◆ **УСЛОВИЕ ЗАДАНИЯ**
Продолжите отрывок о радикальном отчуждении и Объекте как странном аттракторе, начав сразу после его последнего предложения.

◆ **ОТРЫВОК ДЛЯ ЧТЕНИЯ**
####

Только Объект можно рассматривать как странный аттрактор. Субъект же более таковым не является. Его слишком хорошо знают, как и сам он знает себя. Именно Объект предстает, как нечто захватывающее, являя собой горизонт моего исчезновения. Он — то, чем теория может стать для реальности: не отражением, но вызовом и странным аттрактором. Таковы устремления, диктуемые присутствием чуждого.
Есть два способа, позволяющих пройти мимо отчуждения: либо отказ от самоотчуждения и обретение самого себя заново, что довольно скучно и в наши дни не подает больших надежд, либо же устремление к другому полюсу, к полюсу Другого в его абсолютном проявлении, к полюсу радикальной Экзотики. Альтернатива находится где-то в экспоненциальном пространстве, определенном полной эксцентричностью. Не следует ограничиваться отчуждением, нужно двигаться к тому, что еще более другое, чем сам Другой, — к радикальному отчуждению.
Двойственная форма отчуждения предполагает необратимую метаморфозу внешнего облика и полное преображение. Со мной не произошло каких-либо изменений. Я стал другим окончательно и бесповоротно. Я теперь покоряюсь не закону желания, но полной искусственности правила. Я утерял всякий след желаний, которые были мне свойственны. Я подчиняюсь лишь чему-то нечеловеческому, что не зафиксировано внутри меня, но присутствует в объективных и произвольных случайностях знаков мира. Подобно тому, как высшее безразличие мира по отношению к нам порождает то, что при катастрофах принято считать фатальностью, фатальность нашего совращения является проявлением высшей отчужденности Другого. Той самой отчужденности, которая вторгается в нашу жизнь в виде жеста, лица, формы, слова, пророческого сна, меткого высказывания, предмета, женщины, пустыни во всей ее несомненной очевидности.

####

◆ **МАТЕРИАЛ**

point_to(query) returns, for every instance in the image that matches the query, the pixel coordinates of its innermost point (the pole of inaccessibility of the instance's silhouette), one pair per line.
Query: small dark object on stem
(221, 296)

####

◆ **ОТВЕТ К ЗАДАНИЮ**
Когда появляется Другой, он разом овладевает всем тем, что нам никогда не дано узнать. Он — вместилище нашей тайны, всего того, что живет в нас, но не может быть причислено к истине. Он не является вместилищем ни нашего подобия, ни нашего различия, как при отчуждении, ни идеальным воплощением того, что мы есть, ни скрытым идеалом того, чего нам недостает, — он вместилище того, что ускользает от нас, место, через которое мы ускользаем сами от себя. Этот Другой — не воплощение желания или отчуждения; он — воплощение помутнения разума, затмения, появления и исчезновения, мерцания существа, если можно так сказать, но так говорить не нужно, ибо правило совращения есть тайна и тайна есть суть основного правила.
Совращению ведомо, что понятие Другого никогда невозможно объяснить, прибегая к словам, выражающим желание; ведомо, что субъект ошибается, стремясь к тому, что он любит; ведомо, что каждое высказывание ошибочно в своей безнадежной попытке выразить то, что оно стремится выразить. Тайна всегда принадлежит искусственному. Это и вынуждает искать Другого не в ужасающей иллюзии диалога, но устремляться в своих поисках в иные места, следовать за ним подобно его тени, очерчивая вокруг него некую линию. Навсегда отказавшись быть самим собой, но не став при этом окончательно чуждым самому себе, оказаться вневписанным в образ Другого, в эту странную форму, пришедшую извне, в это тайное обличие, повелевающее событийными процессами и необычайными экзистенциями.
Другой — это то, что позволяет мне не повторяться до бесконечности.